Supplied text:
>> START

The Institute of non-violence commissioned poet and rapper Luka Lesson to create a poetry video titled: ‘Letter To My Daughter’.
With music by Sydney Conservatorium Composer James Humberstone and a video shot and edited in Luka’s ancestral home of Rhodes, Greece, the poem is an ode to women, a critique of unhealthy expressions of masculinity and a hopeful prayer for the future.
This collaboration marked the International Day for the Elimination of Violence Against Women – November 25th, 2020, and the 16 Days of Activism that follow this date, as well as the official launch of IoNV.
The poem and video premiered on Luka Lesson and Institute of non-violence’s Facebook pages at 8pm on November 25th. The video is available to share via Facebook or YouTube.
I have known and worked with Luka since 2012 when I first heard his poetry through Melbourne spoken word events. I was immediately drawn to the passion and depth of his words. Luka’s poetry is bold, honest and raw, something that is often missing from the public discourse around the most crucial social issues.
I have watched Luka grow into a professional poet and artist who has devoted his work to anti-racism and non-violence, something that I have also been passionate about and active in as a social worker and through my consultancy, Global Echo.
As I transitioned from focusing mainly on diversity and inclusion work to looking at interventions for family, gendered and social violence, it made sense to recreate myself through the Institute of non-violence (IoNV).
As it happens, I had approached Luka in August this year, following the #BeirutBlast to collaborate on a poem that speaks against violence. One conversation led to another and we now have this powerful piece about gendered violence.
I felt that Luka’s passion for non-violence and his creative genius would align perfectly with the Institute’s core values (Harmony, Equality, Safety, Equity and Inclusion) and vision to create a world where non-violence is the social norm.
I also encourage men to be as vocal as possible about this topic. Men are largely responsible for patriarchal dominance and various forms of systemic oppression of women. White men (and women) who occupy spaces of leadership and decision making, therefore benefiting from these structures, are also largely responsible for dominance over and oppression of people of colour, people with diverse gender and sexual identities, people with different abilities, and other less advantaged groups.
The more we speak about these issues, using creativity and different ways of reaching people, like through poetry and music, the more able we will be to live in accordance with our true nature, which is harmonious, collaborative and peaceful.
My creative philosophy with this project is one of ‘edu-tainment’ – to bring important information to the people via powerful and engaging art. I believe this to be one of the many ways our societies can be strongly impacted – art has always been a potent tool for social change and I believe collaborating with an organisation such as the Institute of Non-Violence brings a weight to my work that I cannot bring on my own. Often, after having experienced a piece of my poetry or music, people tell me they are moved to act, but that they have nowhere to place that impetus – they don’t know where to start. Working with the Institute of Non-Violence on this project gives people the immediate opportunity to take that inspiration immediately to the next level, embedding it into their personal or professional lives in a real way. Similarly, if my work can help the good people at IoNV to further their reach and positive impact upon our society by using it as a teaching tool, then this is another great reason for this collaboration. In many ways, I see this as my way of being in service of women and counteracting the history of negative relationships between the sexes – namely dominance and violence perpetrated by men onto the women around them. I know none of this work absolves me as a man, but if I can contribute my art towards better connectivity.

>> END

Tasks to carry out:
[1] Rewrite the paragraph that begins "I also encourage men" from the text on the poetry video 'Letter To My Daughter' as a short bulleted list that keeps its main facts.
[2] Using the text on the poetry video 'Letter To My Daughter', answer each question on its own line, marked (a), (b) and (c):
(a) Where was the video shot and edited?
(b) In what year did the writer first come to know and work with Luka?
(c) What are the Institute's core values?

Information provided:
>> START

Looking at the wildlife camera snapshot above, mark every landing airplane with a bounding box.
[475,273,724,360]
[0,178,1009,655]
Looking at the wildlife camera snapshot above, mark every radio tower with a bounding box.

>> END

Responses per task:
[1]
- The writer urges men to speak out on this topic as much as they can.
- Men are largely responsible for patriarchal dominance and for various forms of systemic oppression of women.
- White men and women in leadership and decision-making roles benefit from these structures. They are largely responsible for dominance over, and oppression of, people of colour, people with diverse gender and sexual identities, people with different abilities, and other less advantaged groups.

[2]
(a) In Luka's ancestral home of Rhodes, Greece.
(b) 2012.
(c) Harmony, Equality, Safety, Equity and Inclusion.